Excerpted passage ▸
Far too many poetry reviews, however, read as if they’re written in the hospital room. The critical discussion, should one call it this, surrounding recently published books of poetry appears to have been composed on tiptoes. Circling the sickbed, the reviewer summarizes a noble life lived. Memorable quotations are delivered next to the wilting flowers. A general sense of purpose is rehearsed. Moments of discomfiture, characteristic missteps and disappointments—not to mention any real heartbreaks or cruelties—neatly elided. After all, these may be the final words uttered! May we send the dying off in peace!
Poetry, my friends, is not so fragile. It has lived a long life, and it can withstand a rigorous appraisal. In fact, a fair inventory—an airing of grievances, a good kick in the pants—may be just what the doctor ordered, and could, ultimately, underscore poetry’s vigor. After all, an appreciation of a life is even more meaningful, more true, when one considers, too, its flaws. I only tell my friends the truth when I think they’re strong enough to hear it.
This is not to suggest that only negative reviews are truthful reviews; some glowing endorsements must reflect the reviewer’s enthusiasms. But there is a climate of praise, now, that excludes criticism. Indeed, what one may have once deemed a fair, balanced review is now christened as negative. Other than the stock “At its best/at its worst,” very few reviews of poetry care to take on larger gripes and grievances; they must be couched in approbation, sandwiched between virtues. As a reviewer, I myself am not immune to these charges.
There are several possible reasons for this phenomenon. One is that, since the closure of book-review sections in print outlets such as the San Francisco Chronicle, the L.A. Times, and the Washington Post—not to mention wide-reaching cutbacks in many other dailies, as noted by Kevin Berger in “The Amazing Disappearing Book Review Section”—poetry reviewing is often left to literary journals where reviewers choose their own books to review, allowing for more writers to champion books they love, books they think wouldn’t get attention elsewhere, books they feel compelled to extol. This wards off the General Reviewer getting stuck with a book of verse she couldn’t care less about. It also leaves little room for editors assigning reviewers books they know they’ll loathe, preempting reviews like James Woods’s of Zadie Smith or Colson Whitehead’s of Richard Ford, match-ups certainly arranged at least in part for provocation.

Exercise tasks ▸
**1)** Reproduce verbatim the stretch of the passage on poetry reviews from "Far too many" through "off in peace!".
**2)** Answer these questions from the passage on poetry reviews:
(a) Which print outlets does it name as having closed their book-review sections?
(b) What stock phrase does it say is the exception among poetry reviews that avoid larger gripes?
(c) Who noted the cutbacks in many other dailies, and in what piece?

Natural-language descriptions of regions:
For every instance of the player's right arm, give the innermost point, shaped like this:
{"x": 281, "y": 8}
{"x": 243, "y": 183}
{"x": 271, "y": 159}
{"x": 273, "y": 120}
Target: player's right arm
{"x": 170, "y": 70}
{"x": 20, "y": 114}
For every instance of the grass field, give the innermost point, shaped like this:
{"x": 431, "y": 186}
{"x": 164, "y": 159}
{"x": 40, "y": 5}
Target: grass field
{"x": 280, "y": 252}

--

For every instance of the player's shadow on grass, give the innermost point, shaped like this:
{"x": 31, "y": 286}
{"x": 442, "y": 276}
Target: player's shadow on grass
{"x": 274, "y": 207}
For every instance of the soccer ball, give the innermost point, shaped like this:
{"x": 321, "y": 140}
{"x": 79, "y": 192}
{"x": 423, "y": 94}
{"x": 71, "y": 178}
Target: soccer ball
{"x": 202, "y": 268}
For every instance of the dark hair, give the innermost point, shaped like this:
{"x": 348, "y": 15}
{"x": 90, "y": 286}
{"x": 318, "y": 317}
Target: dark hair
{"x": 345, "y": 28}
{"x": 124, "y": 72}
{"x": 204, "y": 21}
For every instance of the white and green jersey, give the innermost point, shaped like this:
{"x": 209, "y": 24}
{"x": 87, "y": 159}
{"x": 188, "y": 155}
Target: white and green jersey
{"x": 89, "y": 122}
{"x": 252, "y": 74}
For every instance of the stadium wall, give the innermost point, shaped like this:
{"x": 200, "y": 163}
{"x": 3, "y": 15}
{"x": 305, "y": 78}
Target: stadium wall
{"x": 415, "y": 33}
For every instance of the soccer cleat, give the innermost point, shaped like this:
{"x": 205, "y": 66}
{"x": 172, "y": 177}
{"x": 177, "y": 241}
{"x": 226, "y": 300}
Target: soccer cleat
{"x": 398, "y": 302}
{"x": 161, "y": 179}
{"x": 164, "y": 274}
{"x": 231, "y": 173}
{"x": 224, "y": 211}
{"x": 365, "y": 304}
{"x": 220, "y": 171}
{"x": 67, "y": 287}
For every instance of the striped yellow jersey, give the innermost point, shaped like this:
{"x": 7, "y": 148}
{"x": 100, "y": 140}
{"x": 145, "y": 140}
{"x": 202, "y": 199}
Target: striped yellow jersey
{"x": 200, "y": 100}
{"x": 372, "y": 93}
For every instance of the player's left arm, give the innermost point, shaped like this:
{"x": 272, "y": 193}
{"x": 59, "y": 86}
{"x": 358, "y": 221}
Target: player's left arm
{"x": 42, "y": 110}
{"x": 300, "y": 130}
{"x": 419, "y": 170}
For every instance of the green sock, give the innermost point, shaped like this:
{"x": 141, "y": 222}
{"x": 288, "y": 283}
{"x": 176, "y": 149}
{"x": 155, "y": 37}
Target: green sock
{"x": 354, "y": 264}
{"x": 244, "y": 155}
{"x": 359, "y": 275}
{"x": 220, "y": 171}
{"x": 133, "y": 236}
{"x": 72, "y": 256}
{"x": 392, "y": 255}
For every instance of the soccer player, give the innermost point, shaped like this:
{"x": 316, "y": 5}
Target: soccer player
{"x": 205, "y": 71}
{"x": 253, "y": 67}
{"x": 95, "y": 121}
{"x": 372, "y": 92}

Outputs for the tasks ▸
**1)**
Far too many poetry reviews, however, read as if they’re written in the hospital room. The critical discussion, should one call it this, surrounding recently published books of poetry appears to have been composed on tiptoes. Circling the sickbed, the reviewer summarizes a noble life lived. Memorable quotations are delivered next to the wilting flowers. A general sense of purpose is rehearsed. Moments of discomfiture, characteristic missteps and disappointments—not to mention any real heartbreaks or cruelties—neatly elided. After all, these may be the final words uttered! May we send the dying off in peace!

**2)**
(a) The San Francisco Chronicle, the L.A. Times, and the Washington Post.
(b) "At its best/at its worst."
(c) Kevin Berger, in "The Amazing Disappearing Book Review Section."